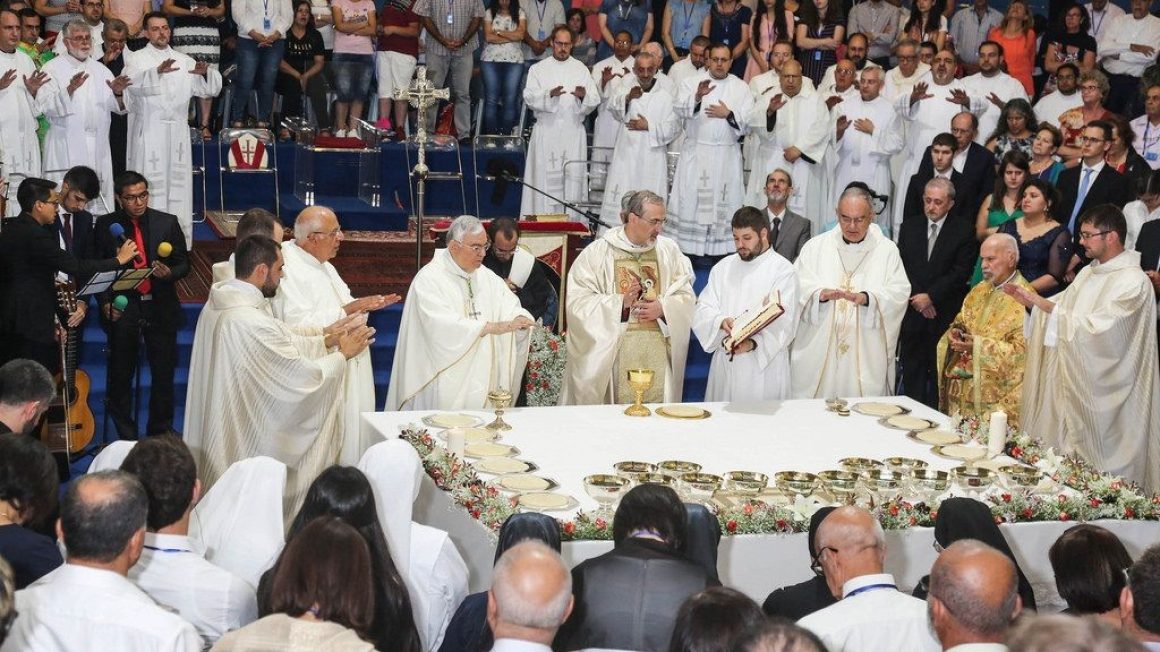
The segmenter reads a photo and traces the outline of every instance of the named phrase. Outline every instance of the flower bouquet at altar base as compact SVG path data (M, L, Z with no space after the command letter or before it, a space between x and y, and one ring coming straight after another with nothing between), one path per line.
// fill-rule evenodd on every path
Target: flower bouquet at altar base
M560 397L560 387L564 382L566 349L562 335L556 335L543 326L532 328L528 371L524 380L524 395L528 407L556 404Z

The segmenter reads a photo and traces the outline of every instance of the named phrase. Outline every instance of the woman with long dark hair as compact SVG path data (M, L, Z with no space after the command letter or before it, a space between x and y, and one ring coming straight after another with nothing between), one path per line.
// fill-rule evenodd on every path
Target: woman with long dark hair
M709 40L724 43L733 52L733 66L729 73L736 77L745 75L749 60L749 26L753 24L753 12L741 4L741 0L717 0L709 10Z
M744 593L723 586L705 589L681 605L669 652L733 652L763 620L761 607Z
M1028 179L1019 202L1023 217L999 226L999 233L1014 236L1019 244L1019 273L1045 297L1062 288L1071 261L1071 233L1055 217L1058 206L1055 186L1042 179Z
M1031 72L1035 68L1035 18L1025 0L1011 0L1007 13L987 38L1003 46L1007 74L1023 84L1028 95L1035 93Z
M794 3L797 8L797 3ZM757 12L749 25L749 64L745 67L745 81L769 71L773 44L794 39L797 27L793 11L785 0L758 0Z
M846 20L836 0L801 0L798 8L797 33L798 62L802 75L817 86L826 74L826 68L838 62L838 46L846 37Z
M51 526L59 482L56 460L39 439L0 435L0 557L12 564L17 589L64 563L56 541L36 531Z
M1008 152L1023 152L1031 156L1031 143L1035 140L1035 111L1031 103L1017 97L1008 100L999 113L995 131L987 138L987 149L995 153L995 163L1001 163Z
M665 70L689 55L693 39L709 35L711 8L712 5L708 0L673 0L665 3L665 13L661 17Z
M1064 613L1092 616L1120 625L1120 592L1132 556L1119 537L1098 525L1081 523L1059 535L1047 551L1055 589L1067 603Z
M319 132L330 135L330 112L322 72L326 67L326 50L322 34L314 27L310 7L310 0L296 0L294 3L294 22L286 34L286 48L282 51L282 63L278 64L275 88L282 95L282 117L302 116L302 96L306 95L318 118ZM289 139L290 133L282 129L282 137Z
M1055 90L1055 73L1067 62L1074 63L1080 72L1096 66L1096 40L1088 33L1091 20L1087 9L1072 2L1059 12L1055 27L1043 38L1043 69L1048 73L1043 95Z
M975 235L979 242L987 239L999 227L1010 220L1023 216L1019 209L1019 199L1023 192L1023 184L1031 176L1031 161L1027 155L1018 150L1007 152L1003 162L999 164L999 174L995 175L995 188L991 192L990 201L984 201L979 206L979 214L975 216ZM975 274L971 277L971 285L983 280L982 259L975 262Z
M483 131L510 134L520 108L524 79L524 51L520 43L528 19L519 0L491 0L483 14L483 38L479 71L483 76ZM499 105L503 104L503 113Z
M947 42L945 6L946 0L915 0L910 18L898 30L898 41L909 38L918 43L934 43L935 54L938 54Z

TASK DETAILS:
Your answer should be the lines of the material above that include "path".

ANSWER TO THIS PROBLEM:
The segmenter reads a photo and traces the outline of every instance of the named phrase. Outline every instance of the flower bouquet at altar base as compact SVG path data (M, L, Z with no space after the command letter or before it, a space between x and y, and one ring coming straight after another with nothing between), one path per line.
// fill-rule evenodd on every path
The segmenter reads a photo and traces the outline of every instance of the named phrase. Outline every instance of the woman with long dark hair as compact SVG path data (M, L, Z with no space after the command letter or before it, a space between x and y, and one ring coming straight after another with nothing between), one path per line.
// fill-rule evenodd on every path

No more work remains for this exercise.